** Task to carry out **
Copy out each line below in which the string "beard" appears.

Referring expression data:
══════════════════════════════

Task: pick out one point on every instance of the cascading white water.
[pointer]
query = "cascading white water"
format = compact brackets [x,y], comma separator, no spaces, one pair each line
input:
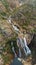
[22,42]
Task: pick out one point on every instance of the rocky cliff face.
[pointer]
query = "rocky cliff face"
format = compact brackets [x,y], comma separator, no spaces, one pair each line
[22,15]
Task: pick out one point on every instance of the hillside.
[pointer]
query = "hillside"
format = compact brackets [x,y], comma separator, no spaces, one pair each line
[23,15]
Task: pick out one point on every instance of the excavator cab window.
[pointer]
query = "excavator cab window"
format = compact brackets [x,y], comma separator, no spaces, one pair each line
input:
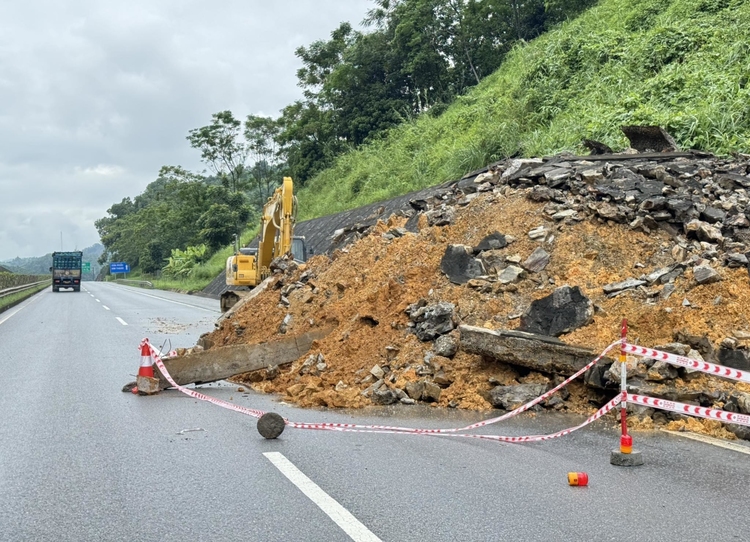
[299,250]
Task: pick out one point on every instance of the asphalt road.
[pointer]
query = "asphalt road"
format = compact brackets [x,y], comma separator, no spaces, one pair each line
[82,461]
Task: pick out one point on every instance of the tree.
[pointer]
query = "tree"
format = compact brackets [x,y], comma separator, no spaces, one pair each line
[222,149]
[261,134]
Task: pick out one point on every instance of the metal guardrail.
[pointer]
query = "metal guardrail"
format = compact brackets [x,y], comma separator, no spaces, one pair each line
[16,289]
[139,283]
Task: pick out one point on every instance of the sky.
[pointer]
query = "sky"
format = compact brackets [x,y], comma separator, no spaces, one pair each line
[97,95]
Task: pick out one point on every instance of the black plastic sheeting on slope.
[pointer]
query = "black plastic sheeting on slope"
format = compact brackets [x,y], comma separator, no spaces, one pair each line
[319,232]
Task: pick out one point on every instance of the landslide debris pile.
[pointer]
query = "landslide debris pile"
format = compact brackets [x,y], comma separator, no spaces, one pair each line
[564,247]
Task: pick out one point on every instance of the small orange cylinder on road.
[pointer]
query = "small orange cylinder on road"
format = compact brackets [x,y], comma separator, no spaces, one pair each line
[578,478]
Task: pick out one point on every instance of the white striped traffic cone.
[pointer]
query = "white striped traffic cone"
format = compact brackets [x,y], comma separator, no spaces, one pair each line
[146,383]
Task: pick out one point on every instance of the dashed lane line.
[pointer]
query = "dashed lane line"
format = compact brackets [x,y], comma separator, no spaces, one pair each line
[710,440]
[340,515]
[176,302]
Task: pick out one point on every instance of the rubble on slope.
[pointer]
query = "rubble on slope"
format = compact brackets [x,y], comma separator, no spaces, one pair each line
[660,240]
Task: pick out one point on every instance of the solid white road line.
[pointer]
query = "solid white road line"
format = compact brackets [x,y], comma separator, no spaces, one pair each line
[19,309]
[176,302]
[340,515]
[711,440]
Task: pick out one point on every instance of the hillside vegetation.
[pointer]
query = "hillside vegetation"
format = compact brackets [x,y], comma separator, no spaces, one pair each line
[683,65]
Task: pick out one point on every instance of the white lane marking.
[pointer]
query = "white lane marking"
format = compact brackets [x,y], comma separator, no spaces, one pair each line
[711,440]
[176,302]
[19,309]
[340,515]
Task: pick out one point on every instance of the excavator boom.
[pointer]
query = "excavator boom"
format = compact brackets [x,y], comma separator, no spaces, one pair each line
[249,267]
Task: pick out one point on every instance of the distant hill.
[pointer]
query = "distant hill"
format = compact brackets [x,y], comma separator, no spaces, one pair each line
[40,265]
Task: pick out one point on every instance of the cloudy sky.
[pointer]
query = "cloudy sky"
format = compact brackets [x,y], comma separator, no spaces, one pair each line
[97,95]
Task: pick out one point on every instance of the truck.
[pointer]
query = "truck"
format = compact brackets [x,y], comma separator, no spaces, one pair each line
[248,267]
[66,270]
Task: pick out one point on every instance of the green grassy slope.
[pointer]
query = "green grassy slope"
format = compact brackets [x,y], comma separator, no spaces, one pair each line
[680,64]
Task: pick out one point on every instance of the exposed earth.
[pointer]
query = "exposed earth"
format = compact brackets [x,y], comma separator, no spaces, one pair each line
[364,290]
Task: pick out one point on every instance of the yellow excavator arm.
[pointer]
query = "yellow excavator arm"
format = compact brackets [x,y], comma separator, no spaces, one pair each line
[249,267]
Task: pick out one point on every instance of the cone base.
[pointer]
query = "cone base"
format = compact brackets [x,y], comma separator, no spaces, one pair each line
[619,459]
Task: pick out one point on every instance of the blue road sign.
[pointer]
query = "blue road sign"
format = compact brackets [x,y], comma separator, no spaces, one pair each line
[119,267]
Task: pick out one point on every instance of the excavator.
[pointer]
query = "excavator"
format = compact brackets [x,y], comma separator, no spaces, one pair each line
[248,267]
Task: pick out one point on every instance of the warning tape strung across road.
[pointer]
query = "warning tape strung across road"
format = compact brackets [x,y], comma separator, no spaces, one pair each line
[692,410]
[500,438]
[511,414]
[702,366]
[356,428]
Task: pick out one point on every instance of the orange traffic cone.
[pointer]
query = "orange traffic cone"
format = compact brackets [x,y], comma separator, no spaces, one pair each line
[146,384]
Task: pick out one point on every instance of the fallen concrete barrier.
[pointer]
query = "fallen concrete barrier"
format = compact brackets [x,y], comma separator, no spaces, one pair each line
[537,352]
[223,362]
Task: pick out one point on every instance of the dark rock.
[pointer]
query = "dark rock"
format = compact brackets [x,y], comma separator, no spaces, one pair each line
[510,397]
[660,371]
[737,359]
[596,147]
[624,285]
[440,217]
[415,389]
[565,310]
[713,215]
[384,396]
[446,346]
[595,377]
[511,274]
[442,380]
[431,393]
[433,320]
[493,241]
[740,431]
[271,425]
[459,265]
[649,139]
[701,343]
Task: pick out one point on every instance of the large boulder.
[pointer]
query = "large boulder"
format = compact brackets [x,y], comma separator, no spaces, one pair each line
[563,311]
[459,264]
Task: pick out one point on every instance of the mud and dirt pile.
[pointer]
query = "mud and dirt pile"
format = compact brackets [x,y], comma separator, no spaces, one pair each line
[596,230]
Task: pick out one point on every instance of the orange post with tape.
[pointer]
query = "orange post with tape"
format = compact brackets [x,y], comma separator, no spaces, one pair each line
[147,364]
[626,441]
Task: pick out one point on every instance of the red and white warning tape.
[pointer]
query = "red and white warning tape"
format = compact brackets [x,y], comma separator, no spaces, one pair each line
[702,366]
[357,428]
[691,410]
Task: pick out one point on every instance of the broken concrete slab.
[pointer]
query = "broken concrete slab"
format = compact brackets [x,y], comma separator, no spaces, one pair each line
[537,352]
[221,363]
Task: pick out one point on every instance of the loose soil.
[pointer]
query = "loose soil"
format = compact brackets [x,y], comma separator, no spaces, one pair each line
[363,290]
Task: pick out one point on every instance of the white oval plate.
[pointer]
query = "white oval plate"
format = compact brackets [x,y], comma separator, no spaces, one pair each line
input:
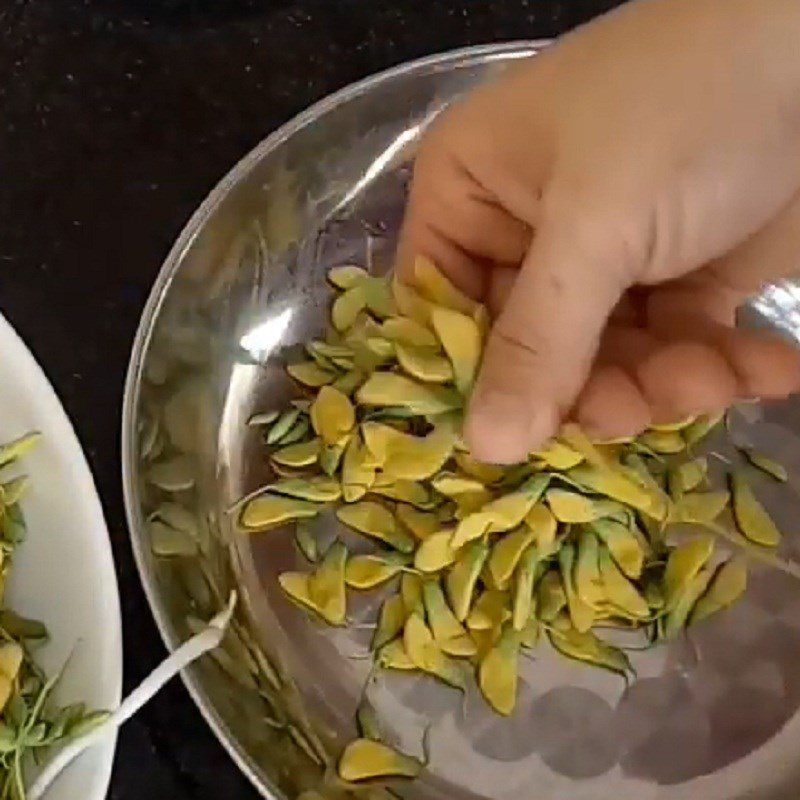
[64,571]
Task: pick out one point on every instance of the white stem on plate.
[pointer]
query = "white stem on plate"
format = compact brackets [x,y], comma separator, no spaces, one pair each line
[209,638]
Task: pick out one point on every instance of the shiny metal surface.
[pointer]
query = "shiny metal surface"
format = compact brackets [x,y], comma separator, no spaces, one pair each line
[712,716]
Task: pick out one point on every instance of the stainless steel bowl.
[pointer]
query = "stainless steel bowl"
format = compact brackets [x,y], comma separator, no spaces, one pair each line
[712,716]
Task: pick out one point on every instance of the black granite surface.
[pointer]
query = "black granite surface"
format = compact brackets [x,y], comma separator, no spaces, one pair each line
[116,118]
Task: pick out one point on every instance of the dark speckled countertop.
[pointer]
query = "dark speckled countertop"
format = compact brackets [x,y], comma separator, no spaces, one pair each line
[116,118]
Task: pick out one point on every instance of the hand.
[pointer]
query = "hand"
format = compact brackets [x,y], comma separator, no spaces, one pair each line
[613,201]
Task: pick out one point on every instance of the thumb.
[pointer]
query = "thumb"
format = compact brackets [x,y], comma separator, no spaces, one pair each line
[542,345]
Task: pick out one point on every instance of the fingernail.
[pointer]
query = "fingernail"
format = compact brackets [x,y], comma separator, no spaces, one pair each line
[503,429]
[497,427]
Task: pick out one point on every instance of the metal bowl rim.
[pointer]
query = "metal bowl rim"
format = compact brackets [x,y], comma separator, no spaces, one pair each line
[467,55]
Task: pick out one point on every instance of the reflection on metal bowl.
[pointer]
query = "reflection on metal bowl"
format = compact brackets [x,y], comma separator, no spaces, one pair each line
[711,717]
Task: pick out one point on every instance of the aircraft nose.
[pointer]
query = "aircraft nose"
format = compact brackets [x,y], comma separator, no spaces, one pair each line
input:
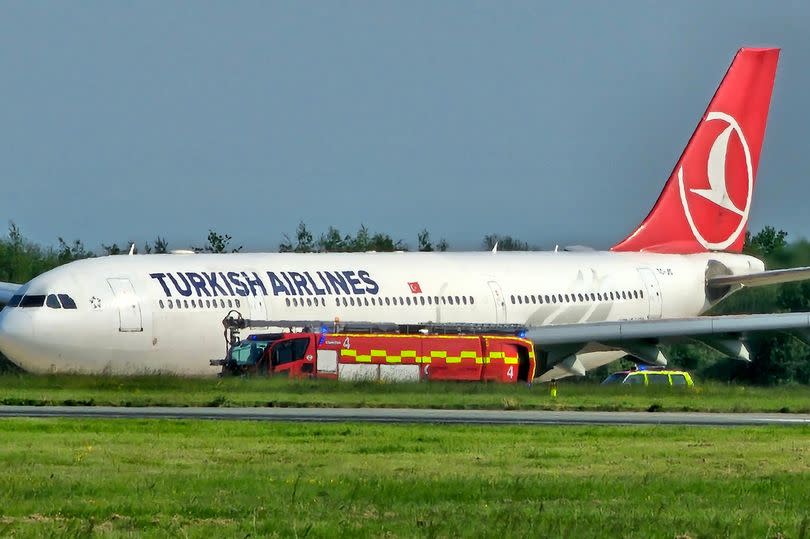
[16,334]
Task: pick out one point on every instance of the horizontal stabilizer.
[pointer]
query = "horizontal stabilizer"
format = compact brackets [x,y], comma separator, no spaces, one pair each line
[761,278]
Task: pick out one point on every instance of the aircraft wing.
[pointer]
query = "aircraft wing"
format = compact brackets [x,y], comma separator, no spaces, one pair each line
[573,349]
[6,291]
[761,278]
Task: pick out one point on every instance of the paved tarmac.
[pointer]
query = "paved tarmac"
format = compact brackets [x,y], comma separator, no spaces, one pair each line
[403,415]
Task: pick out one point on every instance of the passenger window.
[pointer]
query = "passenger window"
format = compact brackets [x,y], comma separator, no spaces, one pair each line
[33,301]
[67,301]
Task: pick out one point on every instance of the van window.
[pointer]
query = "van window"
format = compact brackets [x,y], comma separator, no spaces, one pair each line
[678,379]
[289,351]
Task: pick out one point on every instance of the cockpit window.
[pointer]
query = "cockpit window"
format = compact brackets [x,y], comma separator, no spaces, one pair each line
[35,300]
[67,301]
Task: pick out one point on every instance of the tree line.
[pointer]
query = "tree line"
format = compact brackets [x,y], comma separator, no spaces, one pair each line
[778,358]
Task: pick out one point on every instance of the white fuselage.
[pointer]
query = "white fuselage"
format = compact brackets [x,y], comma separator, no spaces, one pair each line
[150,313]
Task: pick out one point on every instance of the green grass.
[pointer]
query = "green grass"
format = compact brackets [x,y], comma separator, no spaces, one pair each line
[179,391]
[116,478]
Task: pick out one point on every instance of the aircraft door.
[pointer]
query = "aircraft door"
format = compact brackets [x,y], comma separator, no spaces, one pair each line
[257,308]
[653,292]
[129,307]
[500,302]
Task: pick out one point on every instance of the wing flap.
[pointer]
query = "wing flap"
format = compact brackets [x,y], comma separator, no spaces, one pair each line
[761,278]
[636,330]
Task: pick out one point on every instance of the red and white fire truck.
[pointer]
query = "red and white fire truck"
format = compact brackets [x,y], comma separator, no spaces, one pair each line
[384,356]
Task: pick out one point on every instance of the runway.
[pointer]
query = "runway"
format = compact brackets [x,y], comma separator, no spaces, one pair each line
[404,415]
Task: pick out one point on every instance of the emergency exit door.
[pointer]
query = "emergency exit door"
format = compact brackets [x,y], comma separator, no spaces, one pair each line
[129,308]
[500,302]
[653,291]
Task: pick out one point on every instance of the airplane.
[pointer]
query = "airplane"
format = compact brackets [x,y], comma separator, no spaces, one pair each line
[582,308]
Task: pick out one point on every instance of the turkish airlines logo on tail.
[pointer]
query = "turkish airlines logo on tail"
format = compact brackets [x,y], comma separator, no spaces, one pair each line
[717,225]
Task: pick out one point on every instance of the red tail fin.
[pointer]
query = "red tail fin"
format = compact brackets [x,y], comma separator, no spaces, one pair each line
[705,203]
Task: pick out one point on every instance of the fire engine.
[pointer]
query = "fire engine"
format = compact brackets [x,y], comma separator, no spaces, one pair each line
[381,356]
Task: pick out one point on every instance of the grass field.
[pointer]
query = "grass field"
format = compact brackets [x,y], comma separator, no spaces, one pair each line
[178,391]
[115,478]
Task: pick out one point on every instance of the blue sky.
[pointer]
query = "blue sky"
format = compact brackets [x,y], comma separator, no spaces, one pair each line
[553,123]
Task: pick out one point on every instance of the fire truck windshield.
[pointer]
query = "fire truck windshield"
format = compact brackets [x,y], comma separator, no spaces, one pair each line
[248,352]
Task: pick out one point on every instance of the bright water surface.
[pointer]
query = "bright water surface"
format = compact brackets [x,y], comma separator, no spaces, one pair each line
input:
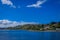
[28,35]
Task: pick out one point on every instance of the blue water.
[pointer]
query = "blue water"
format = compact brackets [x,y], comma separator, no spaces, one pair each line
[27,35]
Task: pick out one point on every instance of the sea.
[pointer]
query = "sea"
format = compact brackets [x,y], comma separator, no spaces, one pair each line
[28,35]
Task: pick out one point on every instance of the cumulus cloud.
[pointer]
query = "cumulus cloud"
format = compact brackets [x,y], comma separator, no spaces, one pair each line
[8,2]
[37,5]
[8,23]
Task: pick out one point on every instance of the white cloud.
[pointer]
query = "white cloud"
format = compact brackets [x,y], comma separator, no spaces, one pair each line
[8,2]
[8,23]
[37,5]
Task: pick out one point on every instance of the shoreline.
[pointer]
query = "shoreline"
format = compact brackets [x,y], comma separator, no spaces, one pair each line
[32,30]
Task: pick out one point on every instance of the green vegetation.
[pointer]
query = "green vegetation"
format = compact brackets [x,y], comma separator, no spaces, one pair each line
[40,27]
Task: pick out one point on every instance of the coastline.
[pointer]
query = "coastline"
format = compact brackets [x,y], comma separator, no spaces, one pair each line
[31,30]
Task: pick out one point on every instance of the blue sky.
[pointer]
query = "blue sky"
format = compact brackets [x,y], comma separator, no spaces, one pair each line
[23,10]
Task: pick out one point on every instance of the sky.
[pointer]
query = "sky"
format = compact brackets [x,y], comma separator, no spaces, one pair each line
[30,11]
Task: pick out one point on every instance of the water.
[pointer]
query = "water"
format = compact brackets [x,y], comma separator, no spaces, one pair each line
[27,35]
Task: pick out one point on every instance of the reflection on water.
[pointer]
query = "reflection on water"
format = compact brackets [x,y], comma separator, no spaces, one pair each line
[26,35]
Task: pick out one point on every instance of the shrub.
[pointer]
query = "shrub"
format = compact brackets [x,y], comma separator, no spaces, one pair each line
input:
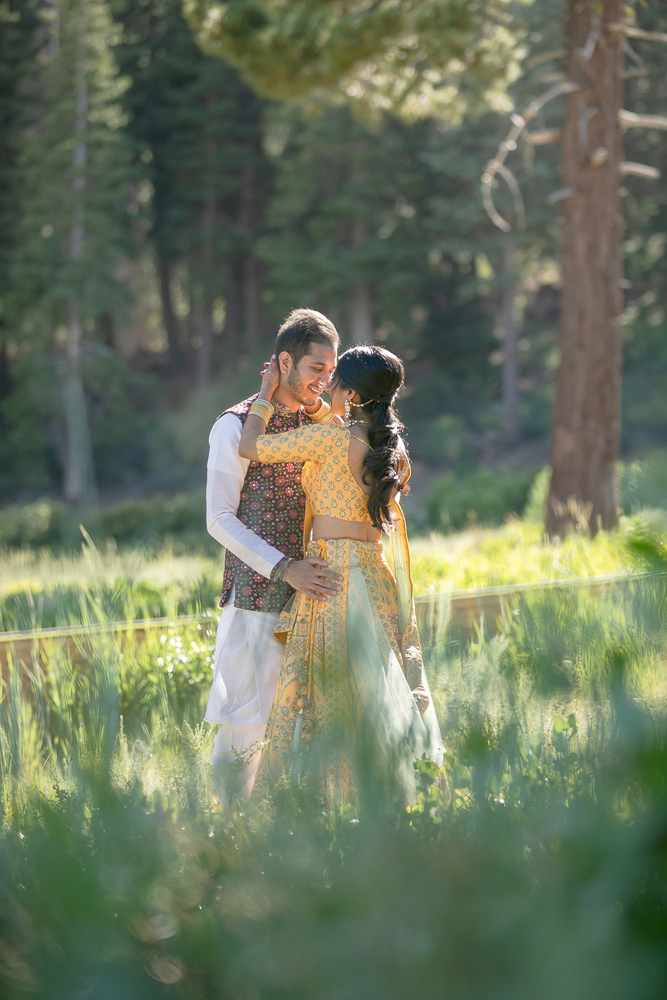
[130,522]
[482,496]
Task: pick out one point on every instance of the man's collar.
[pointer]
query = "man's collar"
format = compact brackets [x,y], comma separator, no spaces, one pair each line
[283,410]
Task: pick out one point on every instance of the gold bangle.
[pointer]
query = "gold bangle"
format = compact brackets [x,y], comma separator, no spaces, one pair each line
[322,415]
[261,408]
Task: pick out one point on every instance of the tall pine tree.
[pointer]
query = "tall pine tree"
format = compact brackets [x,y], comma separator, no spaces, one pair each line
[74,225]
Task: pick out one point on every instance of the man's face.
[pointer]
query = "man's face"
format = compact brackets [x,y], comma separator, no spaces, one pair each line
[311,376]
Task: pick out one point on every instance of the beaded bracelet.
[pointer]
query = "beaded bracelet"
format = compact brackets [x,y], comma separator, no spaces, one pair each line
[322,416]
[261,408]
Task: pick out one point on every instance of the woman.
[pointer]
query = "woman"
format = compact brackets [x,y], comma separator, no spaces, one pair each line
[352,693]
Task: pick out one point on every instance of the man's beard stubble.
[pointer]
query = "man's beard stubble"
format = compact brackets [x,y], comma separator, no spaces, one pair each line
[299,389]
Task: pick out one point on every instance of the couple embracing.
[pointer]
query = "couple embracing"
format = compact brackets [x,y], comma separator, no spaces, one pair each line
[318,674]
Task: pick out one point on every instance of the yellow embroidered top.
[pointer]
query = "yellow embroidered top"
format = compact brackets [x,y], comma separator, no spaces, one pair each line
[332,490]
[327,481]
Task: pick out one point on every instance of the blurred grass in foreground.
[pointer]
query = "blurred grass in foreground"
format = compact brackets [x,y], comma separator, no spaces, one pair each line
[545,874]
[40,589]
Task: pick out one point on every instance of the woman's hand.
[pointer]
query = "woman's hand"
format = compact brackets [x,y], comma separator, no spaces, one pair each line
[270,379]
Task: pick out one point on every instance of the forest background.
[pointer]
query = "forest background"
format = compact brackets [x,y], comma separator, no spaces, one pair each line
[210,211]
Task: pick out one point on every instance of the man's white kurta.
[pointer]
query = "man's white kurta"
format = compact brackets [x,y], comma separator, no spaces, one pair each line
[247,655]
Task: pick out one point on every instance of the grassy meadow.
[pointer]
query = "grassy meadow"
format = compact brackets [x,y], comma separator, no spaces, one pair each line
[542,870]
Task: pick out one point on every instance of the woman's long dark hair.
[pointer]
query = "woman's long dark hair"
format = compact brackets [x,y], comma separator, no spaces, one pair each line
[377,375]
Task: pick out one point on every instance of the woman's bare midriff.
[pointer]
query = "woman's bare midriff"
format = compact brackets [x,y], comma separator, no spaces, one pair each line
[328,528]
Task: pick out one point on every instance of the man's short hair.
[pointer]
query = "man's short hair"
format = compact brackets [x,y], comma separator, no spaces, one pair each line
[303,328]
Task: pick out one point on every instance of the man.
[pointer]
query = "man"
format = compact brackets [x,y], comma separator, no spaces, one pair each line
[257,513]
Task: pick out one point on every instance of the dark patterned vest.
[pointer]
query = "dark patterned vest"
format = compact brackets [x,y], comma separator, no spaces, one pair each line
[273,505]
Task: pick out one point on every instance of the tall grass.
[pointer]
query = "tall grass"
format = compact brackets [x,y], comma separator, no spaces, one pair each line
[543,873]
[39,589]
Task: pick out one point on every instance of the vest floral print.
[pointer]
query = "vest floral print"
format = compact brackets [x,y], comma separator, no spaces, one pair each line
[273,505]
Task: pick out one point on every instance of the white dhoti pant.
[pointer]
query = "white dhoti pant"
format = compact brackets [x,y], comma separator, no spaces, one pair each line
[245,676]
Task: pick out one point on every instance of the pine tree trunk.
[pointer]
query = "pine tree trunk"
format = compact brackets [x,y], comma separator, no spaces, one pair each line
[168,315]
[252,302]
[252,278]
[510,368]
[232,326]
[362,329]
[79,478]
[586,424]
[361,313]
[205,353]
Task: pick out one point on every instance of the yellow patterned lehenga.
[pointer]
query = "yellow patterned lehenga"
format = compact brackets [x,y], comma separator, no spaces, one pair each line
[352,683]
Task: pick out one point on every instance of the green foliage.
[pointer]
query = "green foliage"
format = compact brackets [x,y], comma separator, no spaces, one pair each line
[120,869]
[128,523]
[435,56]
[484,496]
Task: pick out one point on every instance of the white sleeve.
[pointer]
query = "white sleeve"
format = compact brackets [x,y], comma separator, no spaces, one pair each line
[225,475]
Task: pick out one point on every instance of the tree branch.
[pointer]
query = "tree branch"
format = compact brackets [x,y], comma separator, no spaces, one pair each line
[545,57]
[639,170]
[628,119]
[560,195]
[540,137]
[623,28]
[497,165]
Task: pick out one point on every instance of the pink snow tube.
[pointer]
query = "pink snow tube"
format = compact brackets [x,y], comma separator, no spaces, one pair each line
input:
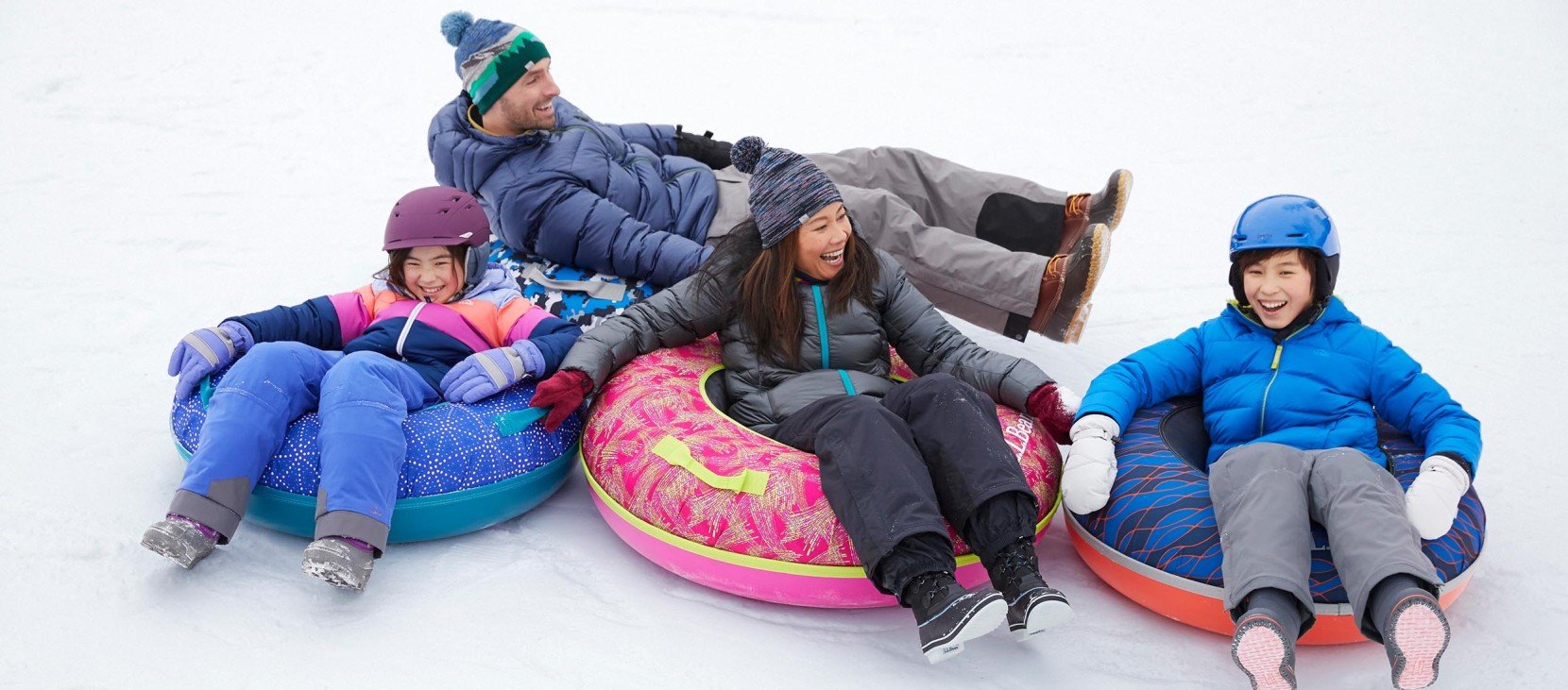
[726,507]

══════════════════════════════

** Task output **
Task: pick out one point on every instance of the man's beard stubble.
query = "man's beard stubble"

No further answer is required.